* DATASET EXCERPTS
++++++++++++++++++++
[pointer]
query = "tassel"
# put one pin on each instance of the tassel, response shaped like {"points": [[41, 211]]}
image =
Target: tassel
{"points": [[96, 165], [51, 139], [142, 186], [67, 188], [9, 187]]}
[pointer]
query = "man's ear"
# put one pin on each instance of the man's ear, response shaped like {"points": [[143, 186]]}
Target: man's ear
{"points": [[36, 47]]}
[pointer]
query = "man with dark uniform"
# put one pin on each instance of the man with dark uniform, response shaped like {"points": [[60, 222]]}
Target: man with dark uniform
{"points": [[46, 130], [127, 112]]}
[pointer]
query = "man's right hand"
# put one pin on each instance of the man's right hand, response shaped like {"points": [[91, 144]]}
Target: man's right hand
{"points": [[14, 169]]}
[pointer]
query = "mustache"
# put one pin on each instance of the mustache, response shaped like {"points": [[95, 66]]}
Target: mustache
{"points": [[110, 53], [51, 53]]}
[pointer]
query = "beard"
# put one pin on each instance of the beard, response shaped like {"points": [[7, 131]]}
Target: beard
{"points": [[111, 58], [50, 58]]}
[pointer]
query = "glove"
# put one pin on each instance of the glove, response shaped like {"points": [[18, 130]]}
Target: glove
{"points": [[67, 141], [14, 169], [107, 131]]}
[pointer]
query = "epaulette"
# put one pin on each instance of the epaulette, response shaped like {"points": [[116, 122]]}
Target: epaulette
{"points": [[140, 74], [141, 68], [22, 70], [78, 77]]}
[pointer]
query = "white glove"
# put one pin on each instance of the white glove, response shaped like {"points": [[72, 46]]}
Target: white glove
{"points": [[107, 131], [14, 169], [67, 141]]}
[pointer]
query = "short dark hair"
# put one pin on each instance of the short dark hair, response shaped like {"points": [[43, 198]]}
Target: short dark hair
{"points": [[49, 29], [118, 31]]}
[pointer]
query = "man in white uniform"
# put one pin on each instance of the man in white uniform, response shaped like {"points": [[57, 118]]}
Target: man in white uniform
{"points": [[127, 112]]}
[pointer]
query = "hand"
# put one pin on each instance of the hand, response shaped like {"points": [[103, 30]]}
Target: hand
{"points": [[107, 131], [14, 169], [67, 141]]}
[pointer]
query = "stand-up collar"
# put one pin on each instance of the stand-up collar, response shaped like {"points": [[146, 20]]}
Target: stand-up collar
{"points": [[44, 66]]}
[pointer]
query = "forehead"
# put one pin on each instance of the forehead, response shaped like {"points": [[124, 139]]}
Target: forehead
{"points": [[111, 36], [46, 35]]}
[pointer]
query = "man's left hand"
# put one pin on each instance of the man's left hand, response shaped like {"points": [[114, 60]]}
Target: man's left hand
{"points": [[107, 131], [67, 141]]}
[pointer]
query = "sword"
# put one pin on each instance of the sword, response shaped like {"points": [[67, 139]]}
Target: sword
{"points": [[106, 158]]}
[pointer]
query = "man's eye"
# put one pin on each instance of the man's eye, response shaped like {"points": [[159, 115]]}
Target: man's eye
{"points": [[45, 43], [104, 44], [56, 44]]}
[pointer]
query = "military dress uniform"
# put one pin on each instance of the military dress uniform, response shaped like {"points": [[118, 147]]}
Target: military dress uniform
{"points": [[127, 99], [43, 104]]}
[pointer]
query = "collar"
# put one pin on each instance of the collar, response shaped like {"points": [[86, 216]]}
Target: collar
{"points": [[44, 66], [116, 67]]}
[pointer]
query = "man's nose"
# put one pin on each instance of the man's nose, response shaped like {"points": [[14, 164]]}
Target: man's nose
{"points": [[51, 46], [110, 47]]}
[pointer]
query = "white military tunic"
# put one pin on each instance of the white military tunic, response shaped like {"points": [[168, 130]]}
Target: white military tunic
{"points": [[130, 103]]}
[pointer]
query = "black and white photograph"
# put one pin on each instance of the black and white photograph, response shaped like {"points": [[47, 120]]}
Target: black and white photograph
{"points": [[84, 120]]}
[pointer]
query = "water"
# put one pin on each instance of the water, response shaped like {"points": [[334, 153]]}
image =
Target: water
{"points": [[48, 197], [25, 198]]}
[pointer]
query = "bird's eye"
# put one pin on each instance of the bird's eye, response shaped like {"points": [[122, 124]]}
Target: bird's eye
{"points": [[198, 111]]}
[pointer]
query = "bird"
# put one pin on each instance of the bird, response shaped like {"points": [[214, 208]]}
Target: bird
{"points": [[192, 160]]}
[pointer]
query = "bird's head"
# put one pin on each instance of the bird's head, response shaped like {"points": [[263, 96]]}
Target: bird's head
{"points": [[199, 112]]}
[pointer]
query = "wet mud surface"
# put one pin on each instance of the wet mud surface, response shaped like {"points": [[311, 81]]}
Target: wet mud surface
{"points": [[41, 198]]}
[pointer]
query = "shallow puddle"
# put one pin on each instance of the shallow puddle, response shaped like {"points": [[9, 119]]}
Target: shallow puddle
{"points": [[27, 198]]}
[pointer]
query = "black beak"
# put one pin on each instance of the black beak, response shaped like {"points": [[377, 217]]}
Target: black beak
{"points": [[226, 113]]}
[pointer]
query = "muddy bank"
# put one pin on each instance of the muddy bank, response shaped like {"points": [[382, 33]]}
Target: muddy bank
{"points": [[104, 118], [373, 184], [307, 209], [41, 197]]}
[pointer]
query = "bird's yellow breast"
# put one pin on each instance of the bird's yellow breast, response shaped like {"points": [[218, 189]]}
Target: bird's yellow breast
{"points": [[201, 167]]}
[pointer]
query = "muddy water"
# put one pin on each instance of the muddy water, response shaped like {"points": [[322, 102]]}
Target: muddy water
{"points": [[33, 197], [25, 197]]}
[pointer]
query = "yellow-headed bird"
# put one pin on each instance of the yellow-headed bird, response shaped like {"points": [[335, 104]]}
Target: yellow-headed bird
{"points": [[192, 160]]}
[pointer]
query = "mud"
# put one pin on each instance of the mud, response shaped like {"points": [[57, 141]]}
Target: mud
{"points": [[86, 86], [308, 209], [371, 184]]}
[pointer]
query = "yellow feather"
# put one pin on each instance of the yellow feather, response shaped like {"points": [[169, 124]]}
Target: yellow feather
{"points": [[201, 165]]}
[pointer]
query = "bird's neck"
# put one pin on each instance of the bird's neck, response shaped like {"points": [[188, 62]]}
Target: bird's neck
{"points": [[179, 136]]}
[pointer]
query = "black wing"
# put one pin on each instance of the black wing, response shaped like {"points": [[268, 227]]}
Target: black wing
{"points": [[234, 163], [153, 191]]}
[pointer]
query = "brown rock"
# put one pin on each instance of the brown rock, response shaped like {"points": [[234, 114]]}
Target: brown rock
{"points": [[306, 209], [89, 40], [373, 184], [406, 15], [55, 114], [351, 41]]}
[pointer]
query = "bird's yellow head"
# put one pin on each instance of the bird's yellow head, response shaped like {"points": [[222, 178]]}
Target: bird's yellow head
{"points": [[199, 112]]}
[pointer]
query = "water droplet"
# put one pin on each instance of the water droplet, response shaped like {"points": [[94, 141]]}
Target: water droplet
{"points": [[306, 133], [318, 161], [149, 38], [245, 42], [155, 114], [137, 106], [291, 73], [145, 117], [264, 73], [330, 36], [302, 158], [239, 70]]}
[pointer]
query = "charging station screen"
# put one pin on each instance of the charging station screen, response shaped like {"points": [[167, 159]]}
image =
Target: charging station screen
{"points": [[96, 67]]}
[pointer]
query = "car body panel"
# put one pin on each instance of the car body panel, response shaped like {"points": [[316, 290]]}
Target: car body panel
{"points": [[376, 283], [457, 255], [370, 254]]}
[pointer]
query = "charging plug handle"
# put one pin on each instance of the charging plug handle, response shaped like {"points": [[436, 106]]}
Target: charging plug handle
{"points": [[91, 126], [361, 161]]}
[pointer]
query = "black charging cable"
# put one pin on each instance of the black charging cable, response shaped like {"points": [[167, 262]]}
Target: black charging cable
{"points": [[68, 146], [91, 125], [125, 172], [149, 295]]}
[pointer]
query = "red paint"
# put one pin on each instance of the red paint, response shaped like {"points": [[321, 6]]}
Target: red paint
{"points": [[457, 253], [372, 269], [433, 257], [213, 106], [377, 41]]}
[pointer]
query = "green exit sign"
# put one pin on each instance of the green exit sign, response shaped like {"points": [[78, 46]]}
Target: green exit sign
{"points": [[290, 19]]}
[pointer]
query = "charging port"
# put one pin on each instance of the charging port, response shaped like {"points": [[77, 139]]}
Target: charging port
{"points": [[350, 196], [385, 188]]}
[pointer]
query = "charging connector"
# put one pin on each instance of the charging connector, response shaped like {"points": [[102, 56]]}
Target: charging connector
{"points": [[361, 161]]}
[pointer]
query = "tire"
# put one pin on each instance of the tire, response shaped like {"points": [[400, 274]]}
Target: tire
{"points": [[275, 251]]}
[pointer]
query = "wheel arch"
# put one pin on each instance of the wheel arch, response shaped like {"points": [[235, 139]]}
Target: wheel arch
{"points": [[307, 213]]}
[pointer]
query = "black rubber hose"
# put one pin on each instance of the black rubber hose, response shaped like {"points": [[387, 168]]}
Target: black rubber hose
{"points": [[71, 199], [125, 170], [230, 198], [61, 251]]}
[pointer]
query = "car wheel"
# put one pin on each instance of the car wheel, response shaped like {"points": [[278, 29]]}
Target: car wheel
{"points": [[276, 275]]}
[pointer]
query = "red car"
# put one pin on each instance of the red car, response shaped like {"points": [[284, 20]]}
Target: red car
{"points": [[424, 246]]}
++++++++++++++++++++
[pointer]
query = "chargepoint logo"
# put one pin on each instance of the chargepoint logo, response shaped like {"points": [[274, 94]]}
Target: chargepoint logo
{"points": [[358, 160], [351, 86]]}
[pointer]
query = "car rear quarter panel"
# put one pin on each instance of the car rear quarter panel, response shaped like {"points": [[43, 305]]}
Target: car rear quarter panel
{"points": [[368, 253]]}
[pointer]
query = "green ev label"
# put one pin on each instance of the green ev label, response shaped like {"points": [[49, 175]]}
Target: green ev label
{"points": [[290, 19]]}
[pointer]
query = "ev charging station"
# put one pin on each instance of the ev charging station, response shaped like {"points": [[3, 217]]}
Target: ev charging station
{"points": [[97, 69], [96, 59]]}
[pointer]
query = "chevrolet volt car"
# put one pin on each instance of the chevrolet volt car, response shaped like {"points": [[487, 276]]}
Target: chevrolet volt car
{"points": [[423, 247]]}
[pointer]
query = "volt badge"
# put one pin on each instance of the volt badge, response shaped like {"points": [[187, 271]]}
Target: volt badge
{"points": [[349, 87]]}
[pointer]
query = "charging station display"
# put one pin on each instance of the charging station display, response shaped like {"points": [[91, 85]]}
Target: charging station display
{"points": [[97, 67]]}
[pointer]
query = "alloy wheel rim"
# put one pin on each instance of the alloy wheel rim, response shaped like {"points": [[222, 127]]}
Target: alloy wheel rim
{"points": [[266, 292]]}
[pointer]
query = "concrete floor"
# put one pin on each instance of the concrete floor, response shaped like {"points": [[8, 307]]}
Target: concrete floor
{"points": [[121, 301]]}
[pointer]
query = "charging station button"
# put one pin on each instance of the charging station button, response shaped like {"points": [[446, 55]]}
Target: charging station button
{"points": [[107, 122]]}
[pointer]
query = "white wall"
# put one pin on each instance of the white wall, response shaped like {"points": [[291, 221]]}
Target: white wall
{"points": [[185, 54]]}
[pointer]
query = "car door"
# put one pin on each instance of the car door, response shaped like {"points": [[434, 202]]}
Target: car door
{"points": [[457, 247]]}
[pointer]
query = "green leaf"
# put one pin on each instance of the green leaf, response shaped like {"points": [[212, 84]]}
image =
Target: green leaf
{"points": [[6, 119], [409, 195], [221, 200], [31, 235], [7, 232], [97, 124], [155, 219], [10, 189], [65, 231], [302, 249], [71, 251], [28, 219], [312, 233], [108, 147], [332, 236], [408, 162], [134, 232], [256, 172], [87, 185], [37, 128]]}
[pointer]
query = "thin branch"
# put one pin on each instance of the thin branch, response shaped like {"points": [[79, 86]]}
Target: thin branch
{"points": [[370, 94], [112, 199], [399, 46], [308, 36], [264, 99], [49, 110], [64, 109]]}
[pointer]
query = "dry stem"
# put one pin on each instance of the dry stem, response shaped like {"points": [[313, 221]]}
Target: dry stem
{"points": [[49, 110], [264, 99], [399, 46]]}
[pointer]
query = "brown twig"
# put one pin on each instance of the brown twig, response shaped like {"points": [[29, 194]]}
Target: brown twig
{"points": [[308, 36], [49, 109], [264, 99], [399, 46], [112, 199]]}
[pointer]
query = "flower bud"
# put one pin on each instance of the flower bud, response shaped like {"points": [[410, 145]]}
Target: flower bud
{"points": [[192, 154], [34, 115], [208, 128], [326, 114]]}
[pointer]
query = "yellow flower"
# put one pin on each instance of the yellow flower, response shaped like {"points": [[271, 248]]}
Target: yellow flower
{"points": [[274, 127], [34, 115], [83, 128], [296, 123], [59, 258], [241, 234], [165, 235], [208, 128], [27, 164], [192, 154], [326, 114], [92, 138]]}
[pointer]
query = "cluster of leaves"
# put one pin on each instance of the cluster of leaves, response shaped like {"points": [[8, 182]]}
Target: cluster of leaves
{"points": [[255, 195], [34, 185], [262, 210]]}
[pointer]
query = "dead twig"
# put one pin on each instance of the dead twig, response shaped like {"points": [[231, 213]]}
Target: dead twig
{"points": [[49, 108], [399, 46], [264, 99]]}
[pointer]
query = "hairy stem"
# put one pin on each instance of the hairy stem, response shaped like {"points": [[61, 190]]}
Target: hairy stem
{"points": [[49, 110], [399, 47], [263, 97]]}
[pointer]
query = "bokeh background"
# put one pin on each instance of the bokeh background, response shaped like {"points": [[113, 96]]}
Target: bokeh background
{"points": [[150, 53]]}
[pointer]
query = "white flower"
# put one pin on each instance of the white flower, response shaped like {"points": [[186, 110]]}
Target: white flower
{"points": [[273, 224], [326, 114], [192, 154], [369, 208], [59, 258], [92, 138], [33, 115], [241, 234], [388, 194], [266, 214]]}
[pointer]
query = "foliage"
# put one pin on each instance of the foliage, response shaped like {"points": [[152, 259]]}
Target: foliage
++++++++++++++++++++
* EXERCISE REQUIREMENTS
Collect every line of the entries above that contains the string "flower". Matching is case-sensitive.

* THE ANSWER
query = "flower bud"
# put one pin on each instance of the flower bud, response shaped like {"points": [[410, 145]]}
Target: flower bud
query = "yellow flower"
# put one pin on each instance of the yellow flower, response shaped like {"points": [[271, 248]]}
Target: yellow flower
query = "white flower"
# put one pin on each instance of the white flower, response shaped like {"points": [[186, 110]]}
Target: white flower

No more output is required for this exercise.